## Task to carry out:
List every line in the shape boundary entries that contains the word "crop".

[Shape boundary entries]
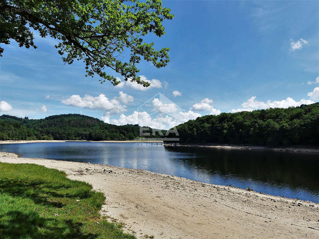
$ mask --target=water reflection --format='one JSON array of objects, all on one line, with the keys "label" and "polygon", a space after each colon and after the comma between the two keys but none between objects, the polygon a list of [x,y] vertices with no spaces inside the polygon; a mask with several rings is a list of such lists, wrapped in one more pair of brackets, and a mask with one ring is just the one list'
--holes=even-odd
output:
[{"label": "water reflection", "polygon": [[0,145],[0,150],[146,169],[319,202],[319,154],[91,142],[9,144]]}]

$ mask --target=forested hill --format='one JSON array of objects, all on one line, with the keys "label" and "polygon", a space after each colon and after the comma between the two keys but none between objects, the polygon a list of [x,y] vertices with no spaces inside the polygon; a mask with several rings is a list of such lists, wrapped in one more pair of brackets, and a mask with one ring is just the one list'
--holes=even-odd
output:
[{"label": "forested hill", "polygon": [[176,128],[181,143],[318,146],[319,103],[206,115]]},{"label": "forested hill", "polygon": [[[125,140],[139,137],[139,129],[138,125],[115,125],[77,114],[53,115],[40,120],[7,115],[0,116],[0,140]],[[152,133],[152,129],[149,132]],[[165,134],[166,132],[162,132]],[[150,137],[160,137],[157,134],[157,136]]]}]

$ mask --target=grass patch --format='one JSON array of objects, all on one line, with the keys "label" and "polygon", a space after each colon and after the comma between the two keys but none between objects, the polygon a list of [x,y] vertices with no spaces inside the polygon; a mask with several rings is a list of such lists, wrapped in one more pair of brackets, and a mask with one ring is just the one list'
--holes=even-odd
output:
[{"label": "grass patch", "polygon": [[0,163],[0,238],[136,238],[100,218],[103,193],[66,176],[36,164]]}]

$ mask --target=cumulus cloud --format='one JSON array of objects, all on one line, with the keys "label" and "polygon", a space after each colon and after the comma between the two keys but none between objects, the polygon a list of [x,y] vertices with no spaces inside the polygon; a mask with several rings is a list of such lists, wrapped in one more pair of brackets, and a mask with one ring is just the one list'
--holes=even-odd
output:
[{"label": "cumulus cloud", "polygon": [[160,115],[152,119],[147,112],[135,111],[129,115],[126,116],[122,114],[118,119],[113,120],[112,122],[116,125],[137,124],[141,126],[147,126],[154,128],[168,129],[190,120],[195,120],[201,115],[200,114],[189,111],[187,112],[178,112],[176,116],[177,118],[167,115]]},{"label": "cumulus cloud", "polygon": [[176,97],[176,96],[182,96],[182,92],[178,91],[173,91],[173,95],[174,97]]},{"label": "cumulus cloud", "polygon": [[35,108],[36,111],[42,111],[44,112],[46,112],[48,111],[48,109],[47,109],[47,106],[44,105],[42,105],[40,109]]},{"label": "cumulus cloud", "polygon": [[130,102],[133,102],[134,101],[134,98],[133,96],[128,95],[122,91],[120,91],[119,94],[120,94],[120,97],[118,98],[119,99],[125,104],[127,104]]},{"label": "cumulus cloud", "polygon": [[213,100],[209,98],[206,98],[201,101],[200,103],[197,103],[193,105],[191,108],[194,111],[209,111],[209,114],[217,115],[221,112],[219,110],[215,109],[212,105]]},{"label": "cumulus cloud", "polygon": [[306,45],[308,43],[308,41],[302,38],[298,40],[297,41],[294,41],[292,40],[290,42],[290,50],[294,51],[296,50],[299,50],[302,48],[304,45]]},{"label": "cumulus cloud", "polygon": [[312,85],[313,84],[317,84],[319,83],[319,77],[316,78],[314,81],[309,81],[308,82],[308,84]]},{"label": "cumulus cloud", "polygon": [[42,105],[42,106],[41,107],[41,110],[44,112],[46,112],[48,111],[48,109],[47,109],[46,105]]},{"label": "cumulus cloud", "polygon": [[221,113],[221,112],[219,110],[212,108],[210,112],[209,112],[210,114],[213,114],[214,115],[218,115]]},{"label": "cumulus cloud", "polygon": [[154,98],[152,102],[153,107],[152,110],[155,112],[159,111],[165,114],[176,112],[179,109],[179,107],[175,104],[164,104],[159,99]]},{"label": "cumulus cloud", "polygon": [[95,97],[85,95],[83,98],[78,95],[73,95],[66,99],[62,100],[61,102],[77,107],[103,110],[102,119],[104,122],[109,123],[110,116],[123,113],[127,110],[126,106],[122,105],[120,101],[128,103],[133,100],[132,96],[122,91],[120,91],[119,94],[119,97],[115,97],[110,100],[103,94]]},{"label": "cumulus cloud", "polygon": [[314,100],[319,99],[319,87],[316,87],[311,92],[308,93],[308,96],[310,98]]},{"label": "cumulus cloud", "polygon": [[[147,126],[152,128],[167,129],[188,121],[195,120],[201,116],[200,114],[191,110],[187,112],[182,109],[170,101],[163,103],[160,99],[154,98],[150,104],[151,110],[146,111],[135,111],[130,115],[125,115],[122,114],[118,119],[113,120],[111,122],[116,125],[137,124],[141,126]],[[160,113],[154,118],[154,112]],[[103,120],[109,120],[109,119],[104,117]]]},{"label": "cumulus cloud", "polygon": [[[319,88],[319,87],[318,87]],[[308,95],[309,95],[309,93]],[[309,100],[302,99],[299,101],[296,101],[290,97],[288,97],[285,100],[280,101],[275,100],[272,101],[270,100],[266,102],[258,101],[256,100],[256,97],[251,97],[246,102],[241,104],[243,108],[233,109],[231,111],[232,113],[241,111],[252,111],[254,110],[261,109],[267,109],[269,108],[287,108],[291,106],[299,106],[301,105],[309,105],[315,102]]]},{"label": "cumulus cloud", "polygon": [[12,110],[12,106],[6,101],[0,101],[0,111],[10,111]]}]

--

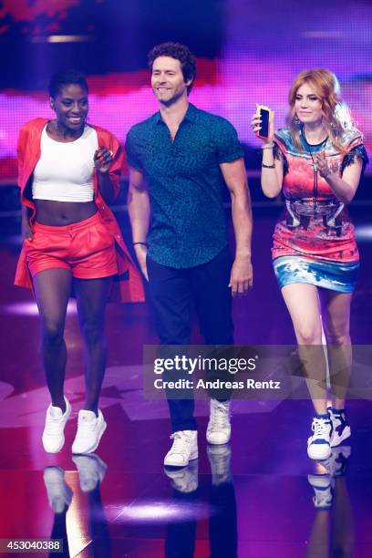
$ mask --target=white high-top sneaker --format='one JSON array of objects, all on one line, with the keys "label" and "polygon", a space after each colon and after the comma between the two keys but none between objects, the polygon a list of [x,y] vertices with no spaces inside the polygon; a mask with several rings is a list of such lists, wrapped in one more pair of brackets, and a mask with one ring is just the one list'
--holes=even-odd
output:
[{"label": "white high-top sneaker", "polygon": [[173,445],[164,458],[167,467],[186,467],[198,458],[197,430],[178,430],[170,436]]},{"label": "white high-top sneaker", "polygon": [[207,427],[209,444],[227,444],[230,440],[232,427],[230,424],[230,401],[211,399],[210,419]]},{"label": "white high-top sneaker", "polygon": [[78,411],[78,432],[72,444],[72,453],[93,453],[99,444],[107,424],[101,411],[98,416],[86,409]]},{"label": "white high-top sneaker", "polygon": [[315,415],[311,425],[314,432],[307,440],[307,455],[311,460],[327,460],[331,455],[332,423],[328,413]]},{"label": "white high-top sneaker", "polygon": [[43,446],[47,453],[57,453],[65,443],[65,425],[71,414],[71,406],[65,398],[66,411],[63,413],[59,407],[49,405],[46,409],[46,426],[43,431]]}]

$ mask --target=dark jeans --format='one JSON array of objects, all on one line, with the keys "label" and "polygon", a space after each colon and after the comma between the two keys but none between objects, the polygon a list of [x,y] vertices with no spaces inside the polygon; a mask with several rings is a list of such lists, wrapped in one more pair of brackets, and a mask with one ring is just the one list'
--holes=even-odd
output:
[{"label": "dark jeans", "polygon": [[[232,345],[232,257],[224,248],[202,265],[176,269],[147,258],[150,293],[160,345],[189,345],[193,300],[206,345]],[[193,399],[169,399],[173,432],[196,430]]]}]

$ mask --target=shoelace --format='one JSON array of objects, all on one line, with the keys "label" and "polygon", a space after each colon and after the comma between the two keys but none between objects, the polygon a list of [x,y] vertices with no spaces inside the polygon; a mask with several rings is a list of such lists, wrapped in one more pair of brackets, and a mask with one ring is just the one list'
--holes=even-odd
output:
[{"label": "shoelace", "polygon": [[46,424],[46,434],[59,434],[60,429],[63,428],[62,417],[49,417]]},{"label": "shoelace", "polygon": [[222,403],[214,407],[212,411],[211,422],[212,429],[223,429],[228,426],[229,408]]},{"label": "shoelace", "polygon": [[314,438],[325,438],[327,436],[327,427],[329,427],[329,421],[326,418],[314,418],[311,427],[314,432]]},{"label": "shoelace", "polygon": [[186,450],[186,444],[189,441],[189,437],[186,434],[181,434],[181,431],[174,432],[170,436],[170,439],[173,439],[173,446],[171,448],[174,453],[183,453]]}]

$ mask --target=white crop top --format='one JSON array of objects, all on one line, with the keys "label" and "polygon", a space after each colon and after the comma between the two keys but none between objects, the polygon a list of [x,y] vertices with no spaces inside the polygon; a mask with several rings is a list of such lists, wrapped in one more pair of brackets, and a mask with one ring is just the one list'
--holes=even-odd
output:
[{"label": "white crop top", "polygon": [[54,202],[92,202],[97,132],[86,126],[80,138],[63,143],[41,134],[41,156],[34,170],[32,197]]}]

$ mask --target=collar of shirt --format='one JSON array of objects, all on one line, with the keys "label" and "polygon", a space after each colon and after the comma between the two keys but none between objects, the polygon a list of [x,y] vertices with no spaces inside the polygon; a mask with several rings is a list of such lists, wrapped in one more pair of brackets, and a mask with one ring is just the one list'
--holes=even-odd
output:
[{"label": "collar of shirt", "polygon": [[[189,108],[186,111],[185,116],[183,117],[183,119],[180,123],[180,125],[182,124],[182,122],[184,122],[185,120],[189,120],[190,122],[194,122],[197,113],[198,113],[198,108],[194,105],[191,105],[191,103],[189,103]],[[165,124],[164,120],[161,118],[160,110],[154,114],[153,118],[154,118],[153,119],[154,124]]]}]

## Solution to this exercise:
$ mask --target=white crop top --format='one JSON array of objects, all on one line, with the keys "label" and "polygon", a space after each colon and after the comma between the two keys but none between objects, the polygon a list of [x,y] vertices with no spaces inside the polygon; a mask with several rings is a list of such lists, wrapped in one more pair of brackets, and a mask with one ring is just the one list'
[{"label": "white crop top", "polygon": [[54,202],[92,202],[97,132],[86,126],[80,138],[63,143],[41,134],[41,156],[34,170],[32,197]]}]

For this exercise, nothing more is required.